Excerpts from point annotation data
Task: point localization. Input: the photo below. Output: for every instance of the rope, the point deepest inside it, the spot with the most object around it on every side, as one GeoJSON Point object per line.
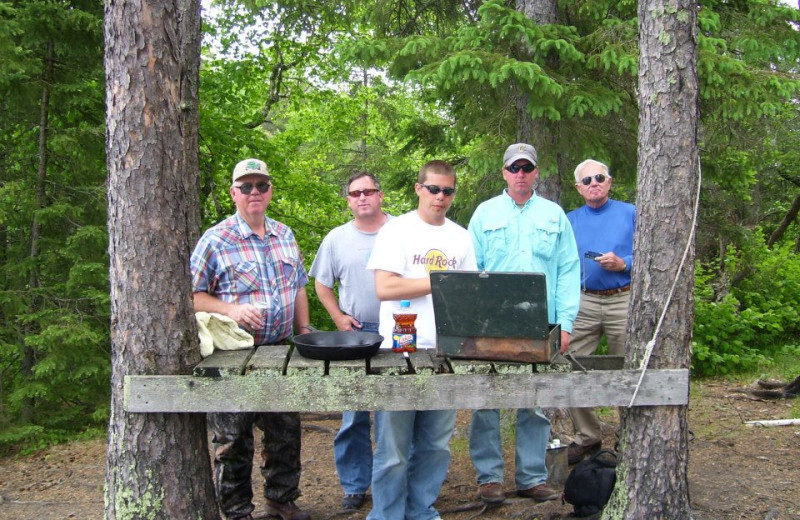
{"type": "Point", "coordinates": [652, 343]}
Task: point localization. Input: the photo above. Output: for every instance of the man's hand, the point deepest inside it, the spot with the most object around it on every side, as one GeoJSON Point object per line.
{"type": "Point", "coordinates": [346, 322]}
{"type": "Point", "coordinates": [247, 315]}
{"type": "Point", "coordinates": [610, 262]}
{"type": "Point", "coordinates": [564, 342]}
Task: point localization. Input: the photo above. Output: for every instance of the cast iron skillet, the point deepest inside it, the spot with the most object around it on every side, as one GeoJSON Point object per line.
{"type": "Point", "coordinates": [338, 345]}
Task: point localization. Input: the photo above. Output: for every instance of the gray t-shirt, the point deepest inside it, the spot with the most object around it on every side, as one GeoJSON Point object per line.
{"type": "Point", "coordinates": [342, 258]}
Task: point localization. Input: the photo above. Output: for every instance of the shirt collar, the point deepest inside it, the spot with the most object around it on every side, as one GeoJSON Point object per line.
{"type": "Point", "coordinates": [244, 229]}
{"type": "Point", "coordinates": [514, 203]}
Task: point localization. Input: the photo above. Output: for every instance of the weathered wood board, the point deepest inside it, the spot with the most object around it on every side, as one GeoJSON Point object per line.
{"type": "Point", "coordinates": [354, 390]}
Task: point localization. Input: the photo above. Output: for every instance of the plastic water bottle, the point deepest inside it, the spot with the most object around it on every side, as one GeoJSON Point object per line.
{"type": "Point", "coordinates": [404, 335]}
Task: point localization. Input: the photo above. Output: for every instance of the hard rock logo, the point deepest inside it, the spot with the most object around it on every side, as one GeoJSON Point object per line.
{"type": "Point", "coordinates": [435, 260]}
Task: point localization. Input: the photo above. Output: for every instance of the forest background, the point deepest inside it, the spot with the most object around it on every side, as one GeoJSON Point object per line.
{"type": "Point", "coordinates": [319, 89]}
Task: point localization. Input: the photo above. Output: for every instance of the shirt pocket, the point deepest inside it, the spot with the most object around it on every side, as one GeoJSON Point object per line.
{"type": "Point", "coordinates": [246, 277]}
{"type": "Point", "coordinates": [289, 269]}
{"type": "Point", "coordinates": [545, 238]}
{"type": "Point", "coordinates": [495, 234]}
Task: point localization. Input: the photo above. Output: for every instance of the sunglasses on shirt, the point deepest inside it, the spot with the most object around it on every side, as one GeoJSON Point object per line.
{"type": "Point", "coordinates": [247, 187]}
{"type": "Point", "coordinates": [367, 193]}
{"type": "Point", "coordinates": [527, 168]}
{"type": "Point", "coordinates": [600, 178]}
{"type": "Point", "coordinates": [435, 190]}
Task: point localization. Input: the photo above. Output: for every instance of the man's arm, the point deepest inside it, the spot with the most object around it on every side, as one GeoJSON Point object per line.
{"type": "Point", "coordinates": [244, 314]}
{"type": "Point", "coordinates": [328, 299]}
{"type": "Point", "coordinates": [301, 316]}
{"type": "Point", "coordinates": [392, 286]}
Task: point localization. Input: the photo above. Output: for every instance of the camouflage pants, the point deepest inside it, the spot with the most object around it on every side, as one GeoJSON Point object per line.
{"type": "Point", "coordinates": [233, 458]}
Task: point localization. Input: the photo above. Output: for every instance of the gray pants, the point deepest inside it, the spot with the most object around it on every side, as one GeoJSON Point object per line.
{"type": "Point", "coordinates": [598, 315]}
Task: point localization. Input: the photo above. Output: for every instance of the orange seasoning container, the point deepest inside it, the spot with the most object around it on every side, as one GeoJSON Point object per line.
{"type": "Point", "coordinates": [404, 335]}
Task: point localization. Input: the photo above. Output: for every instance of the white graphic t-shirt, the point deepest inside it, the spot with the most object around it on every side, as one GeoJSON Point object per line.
{"type": "Point", "coordinates": [412, 248]}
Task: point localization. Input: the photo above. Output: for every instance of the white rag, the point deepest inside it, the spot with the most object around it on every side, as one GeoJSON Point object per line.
{"type": "Point", "coordinates": [222, 332]}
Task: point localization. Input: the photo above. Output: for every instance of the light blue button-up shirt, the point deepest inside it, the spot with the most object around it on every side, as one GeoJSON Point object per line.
{"type": "Point", "coordinates": [536, 238]}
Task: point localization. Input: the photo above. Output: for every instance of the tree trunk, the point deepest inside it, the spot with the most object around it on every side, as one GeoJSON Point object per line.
{"type": "Point", "coordinates": [786, 222]}
{"type": "Point", "coordinates": [538, 132]}
{"type": "Point", "coordinates": [652, 475]}
{"type": "Point", "coordinates": [157, 465]}
{"type": "Point", "coordinates": [35, 304]}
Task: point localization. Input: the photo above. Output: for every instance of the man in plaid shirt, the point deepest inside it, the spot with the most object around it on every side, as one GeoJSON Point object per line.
{"type": "Point", "coordinates": [248, 267]}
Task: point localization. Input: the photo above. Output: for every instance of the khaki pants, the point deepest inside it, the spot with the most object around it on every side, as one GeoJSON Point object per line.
{"type": "Point", "coordinates": [598, 315]}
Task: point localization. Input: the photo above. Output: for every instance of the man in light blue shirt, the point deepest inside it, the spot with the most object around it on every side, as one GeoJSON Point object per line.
{"type": "Point", "coordinates": [518, 231]}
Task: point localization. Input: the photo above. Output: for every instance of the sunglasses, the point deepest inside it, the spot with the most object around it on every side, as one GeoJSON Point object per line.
{"type": "Point", "coordinates": [435, 190]}
{"type": "Point", "coordinates": [527, 168]}
{"type": "Point", "coordinates": [247, 187]}
{"type": "Point", "coordinates": [600, 178]}
{"type": "Point", "coordinates": [369, 192]}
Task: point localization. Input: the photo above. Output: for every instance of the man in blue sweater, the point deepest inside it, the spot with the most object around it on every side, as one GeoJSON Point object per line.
{"type": "Point", "coordinates": [519, 231]}
{"type": "Point", "coordinates": [604, 232]}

**WHAT TO PRODUCE**:
Write out all of the material above again, putting "center point marking" in place of "point localization" and keeping everything else the same. Leave out the pictures.

**EXERCISE SOLUTION**:
Task: center point marking. Input: the photo below. Output: for every instance of the rope, the point deepest inside it, the spot with the most object around it on every side, as one GeoJSON Point object per line.
{"type": "Point", "coordinates": [652, 343]}
Task: center point marking. Input: the photo above. Output: for every instance of the man's hand, the point deepest inside it, the spot with the most object around it on every side, as one GeoJSON Point object per line.
{"type": "Point", "coordinates": [346, 322]}
{"type": "Point", "coordinates": [247, 315]}
{"type": "Point", "coordinates": [610, 262]}
{"type": "Point", "coordinates": [564, 342]}
Task: center point marking. Input: the photo above. Output: for every instance of the cast iron skillet, the point deepest inside it, the spot with the most object around it on every side, as one GeoJSON Point object per line.
{"type": "Point", "coordinates": [338, 345]}
Task: center point marking. Input: the photo above. Output: for every instance of the gray t-shirt, the point deepest inside it, the spot with the most object around it on every side, as one GeoJSON Point object per line.
{"type": "Point", "coordinates": [342, 258]}
Task: center point marking. Input: the photo above. Output: for every instance of the shirt collar, the point deepest inside it, the spot with the most object around it on every side, as one GeoJSON Point object per line.
{"type": "Point", "coordinates": [244, 229]}
{"type": "Point", "coordinates": [514, 203]}
Task: center point marking. Input: the photo above. Output: for every instance of the weathered wood board, the point deepest inside it, the spot with the most object around it on every side, as one GeoJSON Point object per line.
{"type": "Point", "coordinates": [354, 390]}
Task: center point marking. Input: the photo above. Output: for every instance of the plastic water bottle, the point deepest inside it, the spot with the most object around it on every side, as one GeoJSON Point object per line.
{"type": "Point", "coordinates": [404, 335]}
Task: center point marking. Input: the photo above. Output: for every instance of the hard rock logo, the point deepest inside it, the spot with the most object around it on every side, as one GeoJSON Point object per line.
{"type": "Point", "coordinates": [435, 260]}
Task: center point marking. Input: the photo above. Output: for every instance of the forest background, the point deepest inside it, the spot with the most object around it on every side, as one GeoJSON Point object per line.
{"type": "Point", "coordinates": [319, 89]}
Task: center point marking. Input: the photo above. Output: for every instance of the shirt pocket, the point deepest inside it, the spot with the most object around it on every side, as one GeoJSON Point object per line.
{"type": "Point", "coordinates": [246, 277]}
{"type": "Point", "coordinates": [289, 269]}
{"type": "Point", "coordinates": [545, 238]}
{"type": "Point", "coordinates": [495, 234]}
Task: center point marking. Input: the photo above. Output: for every instance of the sunglasses on shirt, the point deepest inside it, the spot with the most object around it on every side, as one GeoJSON Point object per line.
{"type": "Point", "coordinates": [247, 187]}
{"type": "Point", "coordinates": [367, 193]}
{"type": "Point", "coordinates": [527, 168]}
{"type": "Point", "coordinates": [600, 178]}
{"type": "Point", "coordinates": [435, 190]}
Task: center point marking. Input: the photo above. Output: for every instance of the man's arm, the point deepest inside it, the spot with the most object around it on every side, as one GeoJSON Point object per line.
{"type": "Point", "coordinates": [244, 314]}
{"type": "Point", "coordinates": [328, 299]}
{"type": "Point", "coordinates": [301, 316]}
{"type": "Point", "coordinates": [392, 286]}
Task: center point marking. Input: the photo above. Output: for every instance of the camouflage pants, the point deepest inside it, the spot with the most object around it on every side, as one GeoJSON Point object per line.
{"type": "Point", "coordinates": [233, 458]}
Task: center point marking. Input: the photo above. Output: for every instance of the gray pants, the point deepest inside it, the spot with the most object around it on every side, as one GeoJSON Point object per line.
{"type": "Point", "coordinates": [598, 315]}
Task: center point marking. Input: the photo above. Output: for every instance of the orange seasoning container, the point deepest inside it, the spot with the most object around it on every side, as one GeoJSON Point object per line.
{"type": "Point", "coordinates": [404, 335]}
Task: center point marking. Input: the photo above. Output: for every instance of the white graphic t-shirt, the point deepest inside it, the spot with the most object around it on every side, as one GeoJSON Point object per line.
{"type": "Point", "coordinates": [412, 248]}
Task: center point marking. Input: the photo above. Output: for every instance of the white rag, the point deepest inside it, the spot with the most object around it on every side, as one GeoJSON Point object per line.
{"type": "Point", "coordinates": [222, 332]}
Task: center point marking. Input: the photo above. Output: for every instance of the light blue button-up shirt, the point deepest inside it, the spot with the most object around it on every side, as one GeoJSON Point object per line.
{"type": "Point", "coordinates": [536, 238]}
Task: center point marking. Input: the photo above. Output: for every instance of the tree trunk, the point deepest inside it, the spot with the most object around it on every side, as one GeoJSON Point object per line.
{"type": "Point", "coordinates": [786, 222]}
{"type": "Point", "coordinates": [538, 132]}
{"type": "Point", "coordinates": [652, 475]}
{"type": "Point", "coordinates": [157, 465]}
{"type": "Point", "coordinates": [35, 304]}
Task: center point marking. Input: the photo above. Output: for every instance of the man in plaid shirt, the point deepest inside it, the spot with the most object around it on every side, as one GeoJSON Point object per line.
{"type": "Point", "coordinates": [248, 267]}
Task: center point marking. Input: the photo above. Output: for every instance of the khaki pants, the point deepest inside it, the spot with the most object around it on every side, as one GeoJSON Point object per line.
{"type": "Point", "coordinates": [598, 315]}
Task: center point marking. Input: the photo above. Output: for every instance of the man in light blue shirt, the point deepest inside it, the spot with the most object around it on every side, as one GeoJSON Point object per line.
{"type": "Point", "coordinates": [518, 231]}
Task: center point marking. Input: the photo above. Output: for every instance of the sunglasses, the point deepest inside it, the spot with the most object around it on every side, as one GeoJSON Point object per line.
{"type": "Point", "coordinates": [435, 190]}
{"type": "Point", "coordinates": [527, 168]}
{"type": "Point", "coordinates": [247, 187]}
{"type": "Point", "coordinates": [600, 178]}
{"type": "Point", "coordinates": [369, 192]}
Task: center point marking. Input: the photo above. Output: for every instance of the man in blue sweater, the point deepest inside it, the spot with the most object around it on every side, as one GeoJSON Point object per line.
{"type": "Point", "coordinates": [519, 231]}
{"type": "Point", "coordinates": [604, 232]}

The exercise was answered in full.